→ STORED RECORDS
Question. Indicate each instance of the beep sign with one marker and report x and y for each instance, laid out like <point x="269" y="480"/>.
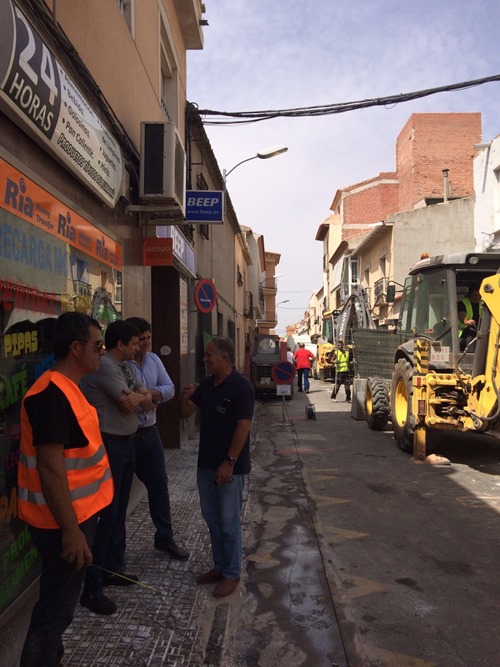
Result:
<point x="204" y="206"/>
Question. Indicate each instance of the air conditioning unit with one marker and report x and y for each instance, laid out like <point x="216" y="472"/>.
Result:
<point x="163" y="165"/>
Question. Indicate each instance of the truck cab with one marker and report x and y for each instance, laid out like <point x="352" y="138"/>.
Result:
<point x="265" y="351"/>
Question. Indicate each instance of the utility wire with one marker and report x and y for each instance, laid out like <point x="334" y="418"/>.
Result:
<point x="222" y="117"/>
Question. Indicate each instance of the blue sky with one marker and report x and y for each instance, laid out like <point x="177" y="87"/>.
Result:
<point x="278" y="54"/>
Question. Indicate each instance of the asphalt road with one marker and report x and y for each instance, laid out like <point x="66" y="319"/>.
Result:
<point x="356" y="556"/>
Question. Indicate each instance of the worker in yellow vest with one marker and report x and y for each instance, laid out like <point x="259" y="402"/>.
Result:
<point x="64" y="480"/>
<point x="341" y="360"/>
<point x="469" y="311"/>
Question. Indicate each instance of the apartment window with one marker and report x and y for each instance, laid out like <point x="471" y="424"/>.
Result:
<point x="169" y="92"/>
<point x="354" y="270"/>
<point x="118" y="287"/>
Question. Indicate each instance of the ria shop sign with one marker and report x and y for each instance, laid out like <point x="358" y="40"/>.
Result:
<point x="204" y="206"/>
<point x="39" y="94"/>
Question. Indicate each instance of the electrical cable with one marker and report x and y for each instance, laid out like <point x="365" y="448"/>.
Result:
<point x="222" y="117"/>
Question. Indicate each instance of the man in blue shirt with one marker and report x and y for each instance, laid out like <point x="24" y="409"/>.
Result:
<point x="226" y="401"/>
<point x="149" y="454"/>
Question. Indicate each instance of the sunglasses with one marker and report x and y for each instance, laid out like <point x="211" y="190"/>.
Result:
<point x="98" y="346"/>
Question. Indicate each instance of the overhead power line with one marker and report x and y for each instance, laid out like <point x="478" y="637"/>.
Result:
<point x="240" y="117"/>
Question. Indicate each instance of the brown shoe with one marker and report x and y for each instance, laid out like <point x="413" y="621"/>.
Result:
<point x="210" y="577"/>
<point x="226" y="587"/>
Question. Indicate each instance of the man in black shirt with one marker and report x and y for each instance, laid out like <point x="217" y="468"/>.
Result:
<point x="226" y="401"/>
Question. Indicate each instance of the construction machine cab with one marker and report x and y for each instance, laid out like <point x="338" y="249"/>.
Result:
<point x="429" y="307"/>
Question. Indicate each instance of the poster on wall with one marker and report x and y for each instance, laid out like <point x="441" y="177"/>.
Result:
<point x="51" y="260"/>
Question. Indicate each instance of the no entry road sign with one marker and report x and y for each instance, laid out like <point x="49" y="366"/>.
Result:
<point x="283" y="372"/>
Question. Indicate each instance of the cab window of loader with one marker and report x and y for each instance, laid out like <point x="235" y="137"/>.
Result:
<point x="428" y="306"/>
<point x="266" y="346"/>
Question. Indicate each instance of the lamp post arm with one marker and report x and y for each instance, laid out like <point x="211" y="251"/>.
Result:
<point x="226" y="173"/>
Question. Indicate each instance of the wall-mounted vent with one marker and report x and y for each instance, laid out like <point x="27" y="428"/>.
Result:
<point x="163" y="164"/>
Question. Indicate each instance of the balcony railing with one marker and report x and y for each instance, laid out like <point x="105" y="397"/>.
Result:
<point x="380" y="288"/>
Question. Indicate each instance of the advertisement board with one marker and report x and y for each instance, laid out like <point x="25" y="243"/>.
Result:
<point x="37" y="91"/>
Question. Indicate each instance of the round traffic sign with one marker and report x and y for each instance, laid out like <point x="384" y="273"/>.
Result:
<point x="205" y="295"/>
<point x="283" y="372"/>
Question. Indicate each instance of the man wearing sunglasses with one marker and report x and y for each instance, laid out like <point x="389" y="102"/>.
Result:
<point x="149" y="453"/>
<point x="115" y="392"/>
<point x="64" y="481"/>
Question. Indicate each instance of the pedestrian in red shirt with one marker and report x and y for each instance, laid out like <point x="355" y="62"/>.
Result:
<point x="302" y="362"/>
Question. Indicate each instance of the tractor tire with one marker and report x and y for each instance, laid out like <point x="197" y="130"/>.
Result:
<point x="401" y="404"/>
<point x="377" y="408"/>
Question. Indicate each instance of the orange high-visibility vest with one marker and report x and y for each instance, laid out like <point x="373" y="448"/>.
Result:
<point x="87" y="468"/>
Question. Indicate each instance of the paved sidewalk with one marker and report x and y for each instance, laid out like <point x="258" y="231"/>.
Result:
<point x="281" y="614"/>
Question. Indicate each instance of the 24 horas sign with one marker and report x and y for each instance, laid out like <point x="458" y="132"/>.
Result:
<point x="37" y="92"/>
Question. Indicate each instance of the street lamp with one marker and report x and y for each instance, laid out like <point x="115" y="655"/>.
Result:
<point x="264" y="154"/>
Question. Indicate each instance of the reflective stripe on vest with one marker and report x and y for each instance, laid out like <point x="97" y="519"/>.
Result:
<point x="342" y="361"/>
<point x="80" y="492"/>
<point x="87" y="469"/>
<point x="468" y="315"/>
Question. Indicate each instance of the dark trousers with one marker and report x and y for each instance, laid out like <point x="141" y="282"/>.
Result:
<point x="150" y="469"/>
<point x="303" y="377"/>
<point x="112" y="518"/>
<point x="343" y="379"/>
<point x="60" y="587"/>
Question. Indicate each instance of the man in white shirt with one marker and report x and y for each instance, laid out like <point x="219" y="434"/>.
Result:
<point x="149" y="454"/>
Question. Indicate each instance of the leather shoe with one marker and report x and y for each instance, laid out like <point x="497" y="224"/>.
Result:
<point x="210" y="577"/>
<point x="119" y="579"/>
<point x="225" y="587"/>
<point x="173" y="550"/>
<point x="99" y="604"/>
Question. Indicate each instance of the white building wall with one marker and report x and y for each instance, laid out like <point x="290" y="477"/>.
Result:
<point x="487" y="193"/>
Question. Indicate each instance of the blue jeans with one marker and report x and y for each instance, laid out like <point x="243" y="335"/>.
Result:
<point x="60" y="587"/>
<point x="303" y="377"/>
<point x="221" y="509"/>
<point x="111" y="523"/>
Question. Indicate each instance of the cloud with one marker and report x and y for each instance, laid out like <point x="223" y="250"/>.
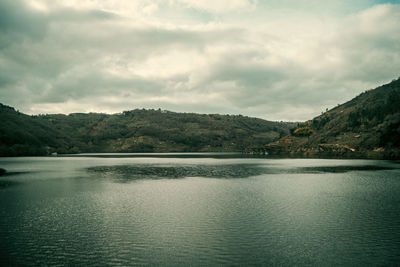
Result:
<point x="272" y="61"/>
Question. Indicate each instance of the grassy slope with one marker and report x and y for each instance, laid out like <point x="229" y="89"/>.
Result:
<point x="131" y="131"/>
<point x="366" y="126"/>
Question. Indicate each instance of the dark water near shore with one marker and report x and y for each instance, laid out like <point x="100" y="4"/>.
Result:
<point x="198" y="210"/>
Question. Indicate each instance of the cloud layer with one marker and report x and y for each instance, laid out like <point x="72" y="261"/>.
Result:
<point x="285" y="60"/>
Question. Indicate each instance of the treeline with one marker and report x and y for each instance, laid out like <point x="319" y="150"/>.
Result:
<point x="132" y="131"/>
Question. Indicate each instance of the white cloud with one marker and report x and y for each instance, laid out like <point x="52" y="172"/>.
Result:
<point x="107" y="56"/>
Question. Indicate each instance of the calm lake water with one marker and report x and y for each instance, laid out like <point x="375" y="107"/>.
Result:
<point x="199" y="210"/>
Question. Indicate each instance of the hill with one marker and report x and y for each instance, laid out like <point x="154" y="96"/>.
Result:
<point x="367" y="126"/>
<point x="132" y="131"/>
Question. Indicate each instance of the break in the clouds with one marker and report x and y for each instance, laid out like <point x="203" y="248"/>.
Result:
<point x="279" y="60"/>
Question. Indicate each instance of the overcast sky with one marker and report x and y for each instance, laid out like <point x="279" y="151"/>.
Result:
<point x="274" y="59"/>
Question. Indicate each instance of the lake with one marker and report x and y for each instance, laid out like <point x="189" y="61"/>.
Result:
<point x="199" y="210"/>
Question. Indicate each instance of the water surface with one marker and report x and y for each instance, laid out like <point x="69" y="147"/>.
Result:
<point x="198" y="210"/>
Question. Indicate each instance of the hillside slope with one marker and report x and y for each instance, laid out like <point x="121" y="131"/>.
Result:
<point x="132" y="131"/>
<point x="367" y="126"/>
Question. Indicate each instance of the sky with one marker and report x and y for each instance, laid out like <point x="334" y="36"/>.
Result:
<point x="283" y="60"/>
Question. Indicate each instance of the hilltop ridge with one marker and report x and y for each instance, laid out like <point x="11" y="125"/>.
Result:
<point x="368" y="126"/>
<point x="136" y="130"/>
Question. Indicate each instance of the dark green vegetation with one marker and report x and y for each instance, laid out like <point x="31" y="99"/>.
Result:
<point x="368" y="126"/>
<point x="132" y="131"/>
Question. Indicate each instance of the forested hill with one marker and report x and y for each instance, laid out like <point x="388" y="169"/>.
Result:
<point x="367" y="126"/>
<point x="132" y="131"/>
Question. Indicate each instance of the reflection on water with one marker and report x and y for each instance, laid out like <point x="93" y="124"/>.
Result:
<point x="88" y="211"/>
<point x="132" y="172"/>
<point x="126" y="173"/>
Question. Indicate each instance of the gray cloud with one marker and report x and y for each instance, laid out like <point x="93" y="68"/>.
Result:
<point x="94" y="59"/>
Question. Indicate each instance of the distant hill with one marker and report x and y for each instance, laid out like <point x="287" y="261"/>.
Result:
<point x="367" y="126"/>
<point x="132" y="131"/>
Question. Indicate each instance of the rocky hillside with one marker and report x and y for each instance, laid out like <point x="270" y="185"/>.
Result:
<point x="132" y="131"/>
<point x="367" y="126"/>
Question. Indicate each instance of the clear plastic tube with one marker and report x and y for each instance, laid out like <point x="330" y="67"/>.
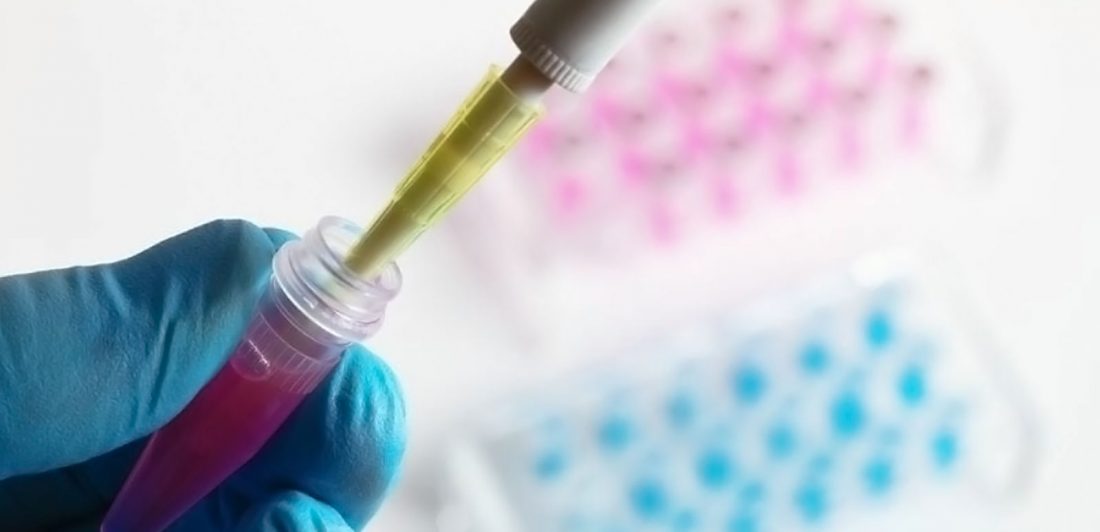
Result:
<point x="312" y="310"/>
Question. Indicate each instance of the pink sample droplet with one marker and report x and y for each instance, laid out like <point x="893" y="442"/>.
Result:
<point x="788" y="172"/>
<point x="757" y="119"/>
<point x="662" y="223"/>
<point x="696" y="141"/>
<point x="850" y="151"/>
<point x="569" y="197"/>
<point x="634" y="167"/>
<point x="818" y="93"/>
<point x="725" y="197"/>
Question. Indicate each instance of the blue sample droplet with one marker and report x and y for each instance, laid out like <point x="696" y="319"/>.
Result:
<point x="912" y="386"/>
<point x="879" y="475"/>
<point x="749" y="384"/>
<point x="812" y="501"/>
<point x="945" y="449"/>
<point x="745" y="522"/>
<point x="879" y="329"/>
<point x="550" y="465"/>
<point x="714" y="468"/>
<point x="649" y="499"/>
<point x="615" y="433"/>
<point x="848" y="416"/>
<point x="681" y="410"/>
<point x="781" y="441"/>
<point x="814" y="358"/>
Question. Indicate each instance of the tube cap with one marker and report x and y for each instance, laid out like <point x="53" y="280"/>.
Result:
<point x="570" y="41"/>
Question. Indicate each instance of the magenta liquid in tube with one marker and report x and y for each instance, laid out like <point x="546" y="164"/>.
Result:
<point x="312" y="310"/>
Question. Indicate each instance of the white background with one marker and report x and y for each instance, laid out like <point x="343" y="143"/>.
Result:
<point x="123" y="122"/>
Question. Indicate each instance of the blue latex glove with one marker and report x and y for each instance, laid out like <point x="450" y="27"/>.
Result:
<point x="92" y="359"/>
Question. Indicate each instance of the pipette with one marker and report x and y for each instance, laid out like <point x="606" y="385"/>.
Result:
<point x="330" y="289"/>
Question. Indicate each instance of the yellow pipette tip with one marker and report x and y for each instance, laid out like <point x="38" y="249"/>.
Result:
<point x="490" y="122"/>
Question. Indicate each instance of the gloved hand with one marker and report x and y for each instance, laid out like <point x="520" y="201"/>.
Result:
<point x="94" y="359"/>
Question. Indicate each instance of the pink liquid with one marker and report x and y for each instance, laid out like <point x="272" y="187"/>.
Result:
<point x="270" y="373"/>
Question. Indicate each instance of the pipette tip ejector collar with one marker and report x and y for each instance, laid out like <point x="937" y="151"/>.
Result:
<point x="561" y="42"/>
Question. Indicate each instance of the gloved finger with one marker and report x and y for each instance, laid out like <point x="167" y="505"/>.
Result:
<point x="342" y="446"/>
<point x="292" y="511"/>
<point x="95" y="357"/>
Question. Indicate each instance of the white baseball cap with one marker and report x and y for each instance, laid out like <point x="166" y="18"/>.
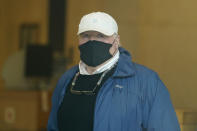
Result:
<point x="98" y="21"/>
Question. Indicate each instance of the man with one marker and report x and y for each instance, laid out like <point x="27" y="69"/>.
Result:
<point x="107" y="91"/>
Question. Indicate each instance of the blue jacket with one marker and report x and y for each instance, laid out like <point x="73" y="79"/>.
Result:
<point x="132" y="99"/>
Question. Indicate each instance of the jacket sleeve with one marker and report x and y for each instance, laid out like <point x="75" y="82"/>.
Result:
<point x="159" y="111"/>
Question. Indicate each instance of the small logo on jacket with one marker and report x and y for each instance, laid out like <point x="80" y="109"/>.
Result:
<point x="119" y="86"/>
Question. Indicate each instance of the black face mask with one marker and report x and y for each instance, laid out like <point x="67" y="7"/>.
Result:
<point x="94" y="53"/>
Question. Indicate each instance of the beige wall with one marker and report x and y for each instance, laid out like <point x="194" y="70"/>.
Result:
<point x="167" y="43"/>
<point x="13" y="13"/>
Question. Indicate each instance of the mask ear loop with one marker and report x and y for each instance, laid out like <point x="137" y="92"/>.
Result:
<point x="115" y="45"/>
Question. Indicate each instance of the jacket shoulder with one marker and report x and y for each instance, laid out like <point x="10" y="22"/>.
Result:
<point x="144" y="71"/>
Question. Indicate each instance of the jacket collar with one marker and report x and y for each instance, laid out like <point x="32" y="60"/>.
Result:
<point x="125" y="67"/>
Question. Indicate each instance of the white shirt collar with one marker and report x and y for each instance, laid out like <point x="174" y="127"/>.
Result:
<point x="109" y="64"/>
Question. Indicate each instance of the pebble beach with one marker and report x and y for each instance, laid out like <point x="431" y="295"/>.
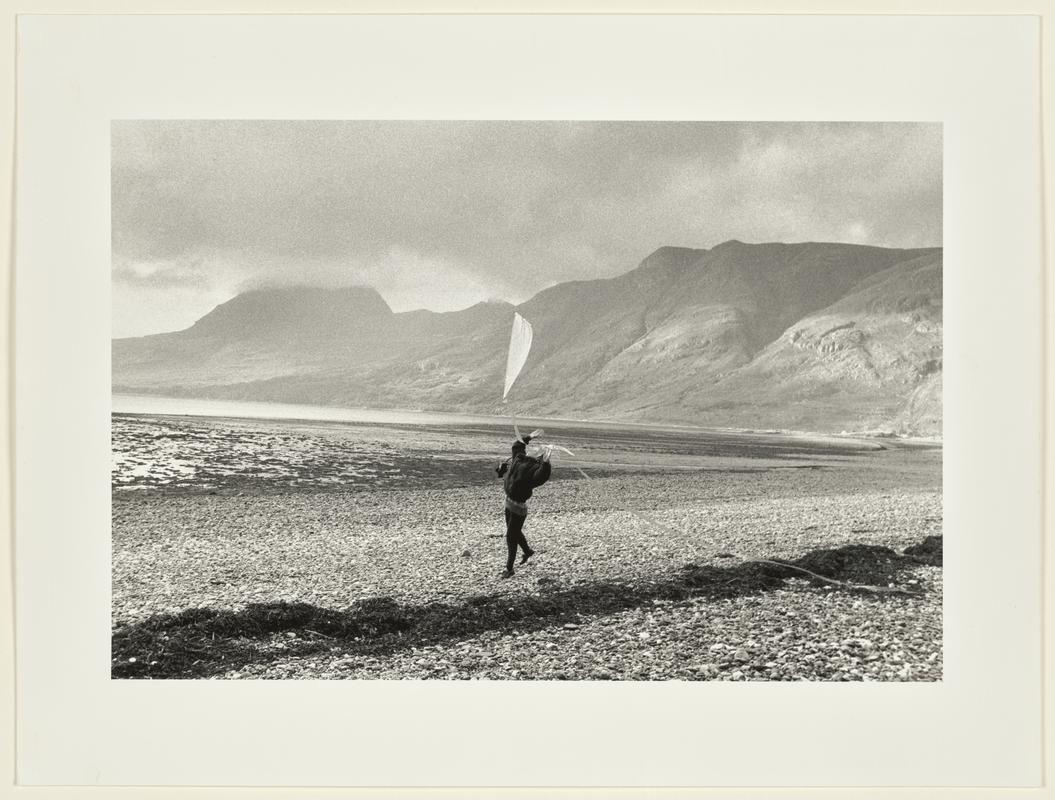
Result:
<point x="264" y="549"/>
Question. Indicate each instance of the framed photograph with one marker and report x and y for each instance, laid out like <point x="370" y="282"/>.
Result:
<point x="529" y="402"/>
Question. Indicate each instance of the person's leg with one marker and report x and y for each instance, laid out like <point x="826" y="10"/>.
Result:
<point x="512" y="537"/>
<point x="523" y="541"/>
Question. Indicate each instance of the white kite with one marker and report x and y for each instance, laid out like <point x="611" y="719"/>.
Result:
<point x="519" y="347"/>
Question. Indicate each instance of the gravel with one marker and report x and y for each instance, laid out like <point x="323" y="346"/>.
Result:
<point x="644" y="574"/>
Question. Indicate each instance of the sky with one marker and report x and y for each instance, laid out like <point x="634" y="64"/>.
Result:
<point x="444" y="214"/>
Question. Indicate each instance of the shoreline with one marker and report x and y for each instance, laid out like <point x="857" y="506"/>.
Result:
<point x="264" y="411"/>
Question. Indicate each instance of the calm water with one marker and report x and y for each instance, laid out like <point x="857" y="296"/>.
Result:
<point x="233" y="408"/>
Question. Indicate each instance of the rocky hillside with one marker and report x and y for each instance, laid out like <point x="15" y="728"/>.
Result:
<point x="820" y="337"/>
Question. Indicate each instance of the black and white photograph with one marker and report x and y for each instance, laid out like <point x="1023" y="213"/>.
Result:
<point x="526" y="400"/>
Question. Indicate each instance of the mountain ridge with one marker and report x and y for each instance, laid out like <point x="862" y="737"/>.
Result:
<point x="808" y="336"/>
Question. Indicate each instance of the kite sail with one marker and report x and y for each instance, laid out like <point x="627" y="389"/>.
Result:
<point x="519" y="346"/>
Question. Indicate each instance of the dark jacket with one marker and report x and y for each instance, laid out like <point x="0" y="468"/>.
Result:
<point x="523" y="474"/>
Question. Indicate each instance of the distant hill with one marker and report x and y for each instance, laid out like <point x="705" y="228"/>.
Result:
<point x="813" y="336"/>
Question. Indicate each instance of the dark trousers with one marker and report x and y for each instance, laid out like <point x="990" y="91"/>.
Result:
<point x="515" y="536"/>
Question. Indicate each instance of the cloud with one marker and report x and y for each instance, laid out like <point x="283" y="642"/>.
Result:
<point x="442" y="214"/>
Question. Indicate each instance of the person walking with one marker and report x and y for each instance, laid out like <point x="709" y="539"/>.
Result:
<point x="523" y="474"/>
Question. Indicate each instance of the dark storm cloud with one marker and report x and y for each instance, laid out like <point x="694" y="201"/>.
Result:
<point x="442" y="214"/>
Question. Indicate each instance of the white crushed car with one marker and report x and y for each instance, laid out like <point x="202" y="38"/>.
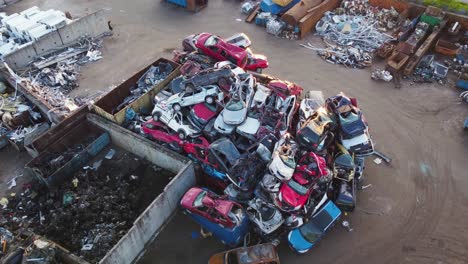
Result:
<point x="234" y="68"/>
<point x="284" y="161"/>
<point x="240" y="39"/>
<point x="207" y="94"/>
<point x="235" y="111"/>
<point x="265" y="216"/>
<point x="260" y="96"/>
<point x="175" y="121"/>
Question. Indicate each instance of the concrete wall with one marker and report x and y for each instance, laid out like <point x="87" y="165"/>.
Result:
<point x="139" y="145"/>
<point x="91" y="25"/>
<point x="152" y="221"/>
<point x="307" y="23"/>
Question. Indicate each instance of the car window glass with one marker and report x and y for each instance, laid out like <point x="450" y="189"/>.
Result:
<point x="231" y="258"/>
<point x="198" y="202"/>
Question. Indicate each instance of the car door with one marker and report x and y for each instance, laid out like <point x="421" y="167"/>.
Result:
<point x="175" y="121"/>
<point x="199" y="96"/>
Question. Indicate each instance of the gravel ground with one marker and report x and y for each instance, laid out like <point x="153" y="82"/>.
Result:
<point x="415" y="210"/>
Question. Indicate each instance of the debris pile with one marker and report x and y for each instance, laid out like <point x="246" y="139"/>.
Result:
<point x="379" y="74"/>
<point x="19" y="119"/>
<point x="353" y="32"/>
<point x="28" y="26"/>
<point x="153" y="76"/>
<point x="93" y="210"/>
<point x="53" y="77"/>
<point x="348" y="56"/>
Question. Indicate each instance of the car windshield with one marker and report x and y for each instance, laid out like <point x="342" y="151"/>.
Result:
<point x="310" y="133"/>
<point x="288" y="161"/>
<point x="198" y="202"/>
<point x="349" y="118"/>
<point x="235" y="105"/>
<point x="236" y="215"/>
<point x="211" y="41"/>
<point x="267" y="213"/>
<point x="310" y="232"/>
<point x="300" y="189"/>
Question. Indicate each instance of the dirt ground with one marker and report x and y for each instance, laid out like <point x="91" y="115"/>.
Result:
<point x="415" y="210"/>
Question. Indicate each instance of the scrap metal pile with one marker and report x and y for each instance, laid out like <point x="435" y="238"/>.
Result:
<point x="54" y="76"/>
<point x="89" y="213"/>
<point x="153" y="76"/>
<point x="273" y="164"/>
<point x="20" y="122"/>
<point x="353" y="32"/>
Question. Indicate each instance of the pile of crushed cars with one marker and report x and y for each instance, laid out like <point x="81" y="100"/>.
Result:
<point x="273" y="163"/>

→ PROBLEM TO WORK ON
Give again the lines from the line holding "Question. Indicate each instance of the dirt" through the close of the listing, both included, exactly as written and with nothing else.

→ RESULT
Question. Indicate each instance of the dirt ground with one marker and report x and y for each instance, laid out like <point x="91" y="115"/>.
Result:
<point x="415" y="210"/>
Question. Indicate each instance of the scrap metal pile with one marker and report x and y for each instance, laid out like <point x="435" y="238"/>.
Result:
<point x="54" y="76"/>
<point x="89" y="213"/>
<point x="153" y="76"/>
<point x="273" y="164"/>
<point x="20" y="122"/>
<point x="353" y="32"/>
Question. Indicate each instance of the pile of crushed cars with one marker and report x and y for each instance, laid out like <point x="81" y="100"/>.
Result:
<point x="273" y="163"/>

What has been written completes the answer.